_WRITTEN INSTRUCTION_
Write the line that includes "the form [225,209]." and all subsequent lines, exactly as written, and nothing more.

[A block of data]
____________

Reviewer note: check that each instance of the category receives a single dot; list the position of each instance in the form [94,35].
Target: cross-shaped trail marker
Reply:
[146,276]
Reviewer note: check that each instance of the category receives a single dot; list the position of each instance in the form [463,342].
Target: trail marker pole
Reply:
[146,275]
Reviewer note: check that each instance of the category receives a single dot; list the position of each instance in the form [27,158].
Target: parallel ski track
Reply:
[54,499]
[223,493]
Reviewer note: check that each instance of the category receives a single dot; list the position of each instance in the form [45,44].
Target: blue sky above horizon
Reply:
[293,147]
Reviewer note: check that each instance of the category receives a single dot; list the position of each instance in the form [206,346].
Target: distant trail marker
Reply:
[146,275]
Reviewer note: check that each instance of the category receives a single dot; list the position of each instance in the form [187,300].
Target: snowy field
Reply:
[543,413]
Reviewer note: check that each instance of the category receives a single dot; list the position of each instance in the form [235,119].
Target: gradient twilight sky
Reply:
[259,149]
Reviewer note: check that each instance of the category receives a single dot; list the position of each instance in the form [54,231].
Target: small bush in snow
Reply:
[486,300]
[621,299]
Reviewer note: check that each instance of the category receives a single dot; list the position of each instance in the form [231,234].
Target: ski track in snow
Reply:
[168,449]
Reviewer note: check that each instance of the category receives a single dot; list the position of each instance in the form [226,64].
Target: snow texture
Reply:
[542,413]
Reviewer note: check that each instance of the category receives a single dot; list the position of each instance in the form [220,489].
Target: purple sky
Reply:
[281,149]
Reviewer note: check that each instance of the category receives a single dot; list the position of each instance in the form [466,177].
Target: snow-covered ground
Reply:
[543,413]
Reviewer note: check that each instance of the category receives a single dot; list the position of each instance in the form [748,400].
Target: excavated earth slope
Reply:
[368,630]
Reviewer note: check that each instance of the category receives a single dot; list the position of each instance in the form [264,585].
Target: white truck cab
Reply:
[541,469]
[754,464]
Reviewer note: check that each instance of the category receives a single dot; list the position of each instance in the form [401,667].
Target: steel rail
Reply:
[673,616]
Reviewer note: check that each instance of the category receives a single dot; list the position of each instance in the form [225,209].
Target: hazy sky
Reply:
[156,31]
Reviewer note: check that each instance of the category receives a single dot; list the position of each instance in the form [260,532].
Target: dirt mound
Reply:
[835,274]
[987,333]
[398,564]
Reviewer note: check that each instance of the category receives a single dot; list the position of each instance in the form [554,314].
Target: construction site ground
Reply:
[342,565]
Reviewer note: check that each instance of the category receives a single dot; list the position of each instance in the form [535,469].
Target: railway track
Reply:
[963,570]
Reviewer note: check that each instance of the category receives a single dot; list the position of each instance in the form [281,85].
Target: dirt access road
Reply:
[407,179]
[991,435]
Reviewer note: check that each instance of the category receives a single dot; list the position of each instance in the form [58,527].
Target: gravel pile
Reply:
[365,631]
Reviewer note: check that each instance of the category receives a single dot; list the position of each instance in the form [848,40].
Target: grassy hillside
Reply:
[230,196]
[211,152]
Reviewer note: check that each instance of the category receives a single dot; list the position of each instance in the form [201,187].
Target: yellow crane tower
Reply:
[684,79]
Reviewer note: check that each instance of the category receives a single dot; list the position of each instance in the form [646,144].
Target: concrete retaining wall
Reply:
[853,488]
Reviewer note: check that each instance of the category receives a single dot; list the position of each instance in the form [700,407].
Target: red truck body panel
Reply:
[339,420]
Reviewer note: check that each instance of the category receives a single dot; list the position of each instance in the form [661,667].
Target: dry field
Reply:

____________

_FINAL RESULT_
Reviewer note: check that each instance of the category receives a single dot; list the position of each instance in the form [225,209].
Target: hazy sky
Reply:
[156,31]
Reviewer note: check that each instance of the category receives a single dot; list the position of each instance in the form [260,532].
Target: dirt mound
Reply:
[835,274]
[987,333]
[398,564]
Reviewer note: check that each instance of the category receives a single dot; list the position of each instance in the form [554,314].
Target: construction site ground
Reply:
[342,565]
Reviewer note: check that each instance of the category receives a single dot; list the position of each instance in the form [535,469].
Target: railway track
Reply:
[963,570]
Reviewer note: check that each instance of the category receives a single dot; list the position of each instance in the form [281,85].
Target: dirt access road
Reply:
[407,179]
[991,435]
Reviewer note: check that each instance of the category receives a single dot; list the position of each instance in the form [58,527].
Target: gravel pile
Reply:
[365,631]
Reviewer note: check that each instance of the category receives a single dot; list the position of each instance in the form [848,40].
Target: grassy hillside
Reply:
[230,196]
[211,152]
Reviewer note: check that each instance of the category receives a single dot; list the position of each instance in the form [201,187].
Target: yellow crane tower
Reply:
[684,79]
Reviewer note: check that each instance of the category receives a single dot; list the position of each instance in the form [646,144].
Target: concrete retaining wall
Reply:
[853,488]
Reviewer note: check that each instance of the category receives a single dot; list the position of each instance in the form [700,407].
Target: red truck body panel
Reply:
[339,420]
Reviewer note: check that each instance of the category receives a single dot; list the position of each instance in the form [661,667].
Target: dry field
Reply:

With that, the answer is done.